Source document =
- - - - -

On Mon, Mar 24, 2014 at 06:35:29PM -0700, andy wrote:
> hello -
>
> i've been using a soekris net5501 as a home gateway since early 2008,
> starting w/openbsd 4.2 and upgrading through 5.4. for most of that time
> it's also been serving as a wireless access point. the wireless card is
> a SparkLAN WMIR-168AG WLAN 802.11a/b/g Mini PCI Module with the Ralink
> RT2561T chipset (ral driver; dmesg.boot attached). the system has been
> working reliably for years.
>
> however, the box started to hang within days of upgrading to 5.4. it
> stays responsive for a variable length of time after reboot, ranging
> from minutes to a week or more (but not much more). and unfortunately,
> it hangs w/o writing anything to syslog or serial console. i enabled
> ddb.console in sysctl.conf but found it to be completely unresponsive
> when hung (i successfully tested sending a break in normal operation).

- - - - -

Provided material =

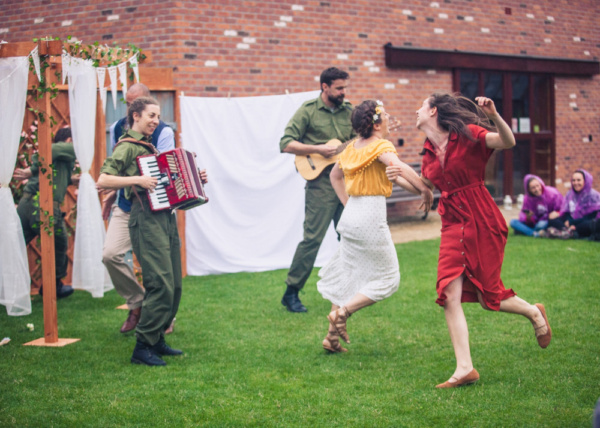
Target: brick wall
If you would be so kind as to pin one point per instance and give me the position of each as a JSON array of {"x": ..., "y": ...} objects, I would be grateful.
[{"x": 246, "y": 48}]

- - - - -

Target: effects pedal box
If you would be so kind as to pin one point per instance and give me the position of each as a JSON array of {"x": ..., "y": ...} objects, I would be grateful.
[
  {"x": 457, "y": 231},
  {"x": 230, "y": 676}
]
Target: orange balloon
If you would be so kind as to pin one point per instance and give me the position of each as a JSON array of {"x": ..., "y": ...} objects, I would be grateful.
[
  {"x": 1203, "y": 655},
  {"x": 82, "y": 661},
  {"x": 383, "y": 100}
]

- - - - -

Challenges =
A – Answer these questions about the mailing list message:
(i) Since when has the soekris net5501 served as a home gateway?
(ii) Which chipset does the wireless card use?
(iii) What did the writer enable in sysctl.conf?
B – Copy everything in the mailing list message from "On Mon, Mar" down to "reliably for years.", substituting "home router" for "home gateway".
Rely on the mailing list message alone.

Results =
A –
(i) Since early 2008.
(ii) The Ralink RT2561T chipset.
(iii) ddb.console.

B –
On Mon, Mar 24, 2014 at 06:35:29PM -0700, andy wrote:
> hello -
>
> i've been using a soekris net5501 as a home router since early 2008,
> starting w/openbsd 4.2 and upgrading through 5.4. for most of that time
> it's also been serving as a wireless access point. the wireless card is
> a SparkLAN WMIR-168AG WLAN 802.11a/b/g Mini PCI Module with the Ralink
> RT2561T chipset (ral driver; dmesg.boot attached). the system has been
> working reliably for years.